Responda, por favor, com base no texto sobre o Iraque:
1. A quem os marines passaram o controle da população civil?
2. Até que ano vai a saída das tropas?
3. Quantas pessoas morreram no mesmo dia em que as tropas americanas se retiraram das ruas?

## Texto apresentado
************

2. Iraque – Na semana que passou, houve uma mudança significativa no Iraque, ocupado ainda militarmente por tropas americanas. Os marines deixaram de fazer patrulhamento nas ruas das cidades iraquianas. Passaram o controle da população civil para os policiais e para o exército iraquiano, que eles mesmo se encarregaram de desmontar quando da invasão de 2003. Não se iniciou ainda a retirada de tropas do país. Os que Obama havia prometido em campanha, ele acabou tendo que recuar por pressão do próprio exército americano. A saída inicia-se no ano que vem e vai até 2011. É muito mais longa do que o previsto inicialmente. No mesmo dia que as tropas americanas retiraram-se das ruas, mais de 150 pessoas morreram em atentados e conflitos. Sinal de que as coisas não estão nada boas. O povo iraquiano oferece tenaz resistência à ocupação, não aceita a “americanização” do país, a imposição de valores e costumes ocidentais. Uma forte oposição ao governo títere de Maliki, um xiita e pró-americano a favor da ocupação. Não vejo como com o país ocupado, se possa falar em “pacificação” do Iraque. Não ainda neste momento e muito menos sob esse governo ocidentalizado. E, volto a insistir, não tem nada a ver com religião, pois os mesmos xiitas que no Iraque fizeram aliança com os americanos para estes ocuparem seu próprio país, no Líbano, dão feroz combate aos Estados Unidos e seu fiel aliado que é Israel.

************

## Dados extraídos
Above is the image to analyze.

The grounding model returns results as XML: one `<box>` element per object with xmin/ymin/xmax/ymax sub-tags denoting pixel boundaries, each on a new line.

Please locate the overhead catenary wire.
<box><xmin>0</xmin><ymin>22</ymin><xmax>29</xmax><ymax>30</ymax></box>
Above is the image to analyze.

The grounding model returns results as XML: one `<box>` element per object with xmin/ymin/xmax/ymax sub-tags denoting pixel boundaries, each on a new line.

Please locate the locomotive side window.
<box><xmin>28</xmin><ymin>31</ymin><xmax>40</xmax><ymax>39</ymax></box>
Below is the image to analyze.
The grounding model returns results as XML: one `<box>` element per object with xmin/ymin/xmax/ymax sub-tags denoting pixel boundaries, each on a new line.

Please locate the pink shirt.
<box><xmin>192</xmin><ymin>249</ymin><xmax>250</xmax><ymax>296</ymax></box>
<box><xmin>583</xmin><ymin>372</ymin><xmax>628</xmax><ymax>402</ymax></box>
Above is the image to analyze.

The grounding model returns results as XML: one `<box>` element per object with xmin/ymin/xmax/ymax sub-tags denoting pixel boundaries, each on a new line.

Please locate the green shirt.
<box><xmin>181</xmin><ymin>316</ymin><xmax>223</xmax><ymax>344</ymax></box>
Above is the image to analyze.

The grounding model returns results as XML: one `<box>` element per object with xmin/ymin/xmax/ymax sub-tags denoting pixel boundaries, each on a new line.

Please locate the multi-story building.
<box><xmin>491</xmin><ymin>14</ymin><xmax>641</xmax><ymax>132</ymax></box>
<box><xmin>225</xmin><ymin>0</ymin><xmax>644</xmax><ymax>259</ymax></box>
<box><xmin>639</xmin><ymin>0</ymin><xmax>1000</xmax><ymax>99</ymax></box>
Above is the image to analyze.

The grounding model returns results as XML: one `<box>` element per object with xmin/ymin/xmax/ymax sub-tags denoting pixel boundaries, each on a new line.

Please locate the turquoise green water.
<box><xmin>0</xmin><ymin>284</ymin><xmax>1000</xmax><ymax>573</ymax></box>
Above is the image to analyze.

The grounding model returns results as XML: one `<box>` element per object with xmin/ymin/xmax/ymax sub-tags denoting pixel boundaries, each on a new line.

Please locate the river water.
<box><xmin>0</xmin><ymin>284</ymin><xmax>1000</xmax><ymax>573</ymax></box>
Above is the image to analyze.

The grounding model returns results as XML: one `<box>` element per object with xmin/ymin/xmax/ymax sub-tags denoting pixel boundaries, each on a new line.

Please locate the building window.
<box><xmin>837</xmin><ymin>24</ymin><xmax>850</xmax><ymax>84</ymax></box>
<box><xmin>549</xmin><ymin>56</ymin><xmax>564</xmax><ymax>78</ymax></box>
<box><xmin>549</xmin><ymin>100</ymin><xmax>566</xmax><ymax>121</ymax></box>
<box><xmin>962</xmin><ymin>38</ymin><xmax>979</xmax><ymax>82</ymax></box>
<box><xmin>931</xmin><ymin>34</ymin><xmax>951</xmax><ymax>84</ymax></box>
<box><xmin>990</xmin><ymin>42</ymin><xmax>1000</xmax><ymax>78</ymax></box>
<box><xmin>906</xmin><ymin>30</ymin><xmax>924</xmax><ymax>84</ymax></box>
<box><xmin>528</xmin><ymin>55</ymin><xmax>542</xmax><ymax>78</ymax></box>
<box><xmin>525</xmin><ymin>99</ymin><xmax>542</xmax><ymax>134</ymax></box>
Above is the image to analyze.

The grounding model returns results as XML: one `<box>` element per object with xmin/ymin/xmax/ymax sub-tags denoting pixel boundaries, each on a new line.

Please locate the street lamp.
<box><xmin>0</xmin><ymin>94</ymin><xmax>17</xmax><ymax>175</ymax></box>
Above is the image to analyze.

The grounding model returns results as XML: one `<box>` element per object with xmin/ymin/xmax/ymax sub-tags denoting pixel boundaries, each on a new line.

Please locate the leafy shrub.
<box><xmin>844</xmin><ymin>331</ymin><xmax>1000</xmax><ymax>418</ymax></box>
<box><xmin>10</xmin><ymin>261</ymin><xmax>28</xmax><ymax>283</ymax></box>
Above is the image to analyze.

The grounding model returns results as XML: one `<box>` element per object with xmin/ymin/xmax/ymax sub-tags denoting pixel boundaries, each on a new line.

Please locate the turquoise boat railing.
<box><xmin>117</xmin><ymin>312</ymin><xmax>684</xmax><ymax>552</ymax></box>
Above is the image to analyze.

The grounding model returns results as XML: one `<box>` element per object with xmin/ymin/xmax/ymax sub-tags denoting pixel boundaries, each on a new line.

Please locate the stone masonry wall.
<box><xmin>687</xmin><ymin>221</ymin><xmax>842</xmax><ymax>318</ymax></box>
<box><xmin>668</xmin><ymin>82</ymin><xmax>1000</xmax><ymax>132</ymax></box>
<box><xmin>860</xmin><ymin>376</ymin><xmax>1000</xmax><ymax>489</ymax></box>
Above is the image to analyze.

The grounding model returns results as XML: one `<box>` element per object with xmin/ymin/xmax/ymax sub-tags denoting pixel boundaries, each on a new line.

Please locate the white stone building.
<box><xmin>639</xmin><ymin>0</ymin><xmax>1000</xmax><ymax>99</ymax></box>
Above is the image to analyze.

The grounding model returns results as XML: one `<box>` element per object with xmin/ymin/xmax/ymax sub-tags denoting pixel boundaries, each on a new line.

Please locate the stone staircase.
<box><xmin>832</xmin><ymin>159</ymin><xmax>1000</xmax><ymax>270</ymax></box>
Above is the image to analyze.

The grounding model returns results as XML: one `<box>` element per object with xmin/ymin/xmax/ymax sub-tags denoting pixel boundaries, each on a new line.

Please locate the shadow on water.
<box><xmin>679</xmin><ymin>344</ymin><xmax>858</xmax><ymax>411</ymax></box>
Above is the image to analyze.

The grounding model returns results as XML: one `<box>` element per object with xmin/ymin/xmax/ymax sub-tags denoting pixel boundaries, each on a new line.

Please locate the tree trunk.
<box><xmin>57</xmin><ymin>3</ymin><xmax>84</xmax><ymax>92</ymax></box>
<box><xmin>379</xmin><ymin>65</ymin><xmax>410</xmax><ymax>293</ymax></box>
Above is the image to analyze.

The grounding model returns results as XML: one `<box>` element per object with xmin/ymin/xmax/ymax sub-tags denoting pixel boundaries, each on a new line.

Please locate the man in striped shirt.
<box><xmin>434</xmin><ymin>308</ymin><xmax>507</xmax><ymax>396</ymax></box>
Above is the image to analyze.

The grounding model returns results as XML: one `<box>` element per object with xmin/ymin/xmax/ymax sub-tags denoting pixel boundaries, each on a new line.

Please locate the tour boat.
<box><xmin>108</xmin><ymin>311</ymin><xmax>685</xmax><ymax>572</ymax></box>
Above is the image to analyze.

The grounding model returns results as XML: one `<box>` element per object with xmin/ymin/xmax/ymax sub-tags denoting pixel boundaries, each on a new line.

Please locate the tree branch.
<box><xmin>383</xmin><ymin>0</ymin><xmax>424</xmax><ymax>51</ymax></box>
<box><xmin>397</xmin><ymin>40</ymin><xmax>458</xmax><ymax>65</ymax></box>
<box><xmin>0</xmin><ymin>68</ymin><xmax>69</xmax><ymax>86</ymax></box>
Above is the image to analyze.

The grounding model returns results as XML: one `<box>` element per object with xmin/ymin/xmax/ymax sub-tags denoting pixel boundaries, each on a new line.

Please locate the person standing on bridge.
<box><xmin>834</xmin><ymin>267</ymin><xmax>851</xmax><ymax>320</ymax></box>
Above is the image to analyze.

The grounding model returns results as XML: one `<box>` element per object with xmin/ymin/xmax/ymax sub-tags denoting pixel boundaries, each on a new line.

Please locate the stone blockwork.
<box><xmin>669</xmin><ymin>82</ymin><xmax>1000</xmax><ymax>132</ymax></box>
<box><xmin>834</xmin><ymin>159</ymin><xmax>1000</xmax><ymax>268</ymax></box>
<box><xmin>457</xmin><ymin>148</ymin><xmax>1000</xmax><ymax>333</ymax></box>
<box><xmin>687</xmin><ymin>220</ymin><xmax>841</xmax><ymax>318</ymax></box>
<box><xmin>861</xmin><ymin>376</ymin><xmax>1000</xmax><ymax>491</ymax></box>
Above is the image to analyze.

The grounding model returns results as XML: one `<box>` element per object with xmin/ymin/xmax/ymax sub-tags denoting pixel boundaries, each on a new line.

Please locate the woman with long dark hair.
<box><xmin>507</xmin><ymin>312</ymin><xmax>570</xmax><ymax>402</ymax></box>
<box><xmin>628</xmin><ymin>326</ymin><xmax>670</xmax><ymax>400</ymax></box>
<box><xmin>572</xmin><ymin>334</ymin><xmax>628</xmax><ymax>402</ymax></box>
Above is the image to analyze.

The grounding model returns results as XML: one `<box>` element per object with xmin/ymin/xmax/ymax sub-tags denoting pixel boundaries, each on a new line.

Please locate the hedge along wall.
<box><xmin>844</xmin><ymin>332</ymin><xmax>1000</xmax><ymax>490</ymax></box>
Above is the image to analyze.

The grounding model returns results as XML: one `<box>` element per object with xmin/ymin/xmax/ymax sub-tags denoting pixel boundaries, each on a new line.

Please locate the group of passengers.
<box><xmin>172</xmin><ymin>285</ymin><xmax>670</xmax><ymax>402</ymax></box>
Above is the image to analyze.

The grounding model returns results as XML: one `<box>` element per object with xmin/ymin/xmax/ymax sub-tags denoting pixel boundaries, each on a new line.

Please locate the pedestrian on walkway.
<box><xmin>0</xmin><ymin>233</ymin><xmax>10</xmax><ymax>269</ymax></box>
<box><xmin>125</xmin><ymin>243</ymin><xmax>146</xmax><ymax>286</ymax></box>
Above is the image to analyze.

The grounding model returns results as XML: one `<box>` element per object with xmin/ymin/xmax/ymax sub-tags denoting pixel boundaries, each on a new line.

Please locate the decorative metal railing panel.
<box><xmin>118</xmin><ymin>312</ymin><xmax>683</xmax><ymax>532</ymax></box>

************

## Resultado final
1. Aos policiais e ao exército iraquiano.
2. Até 2011.
3. Mais de 150 pessoas.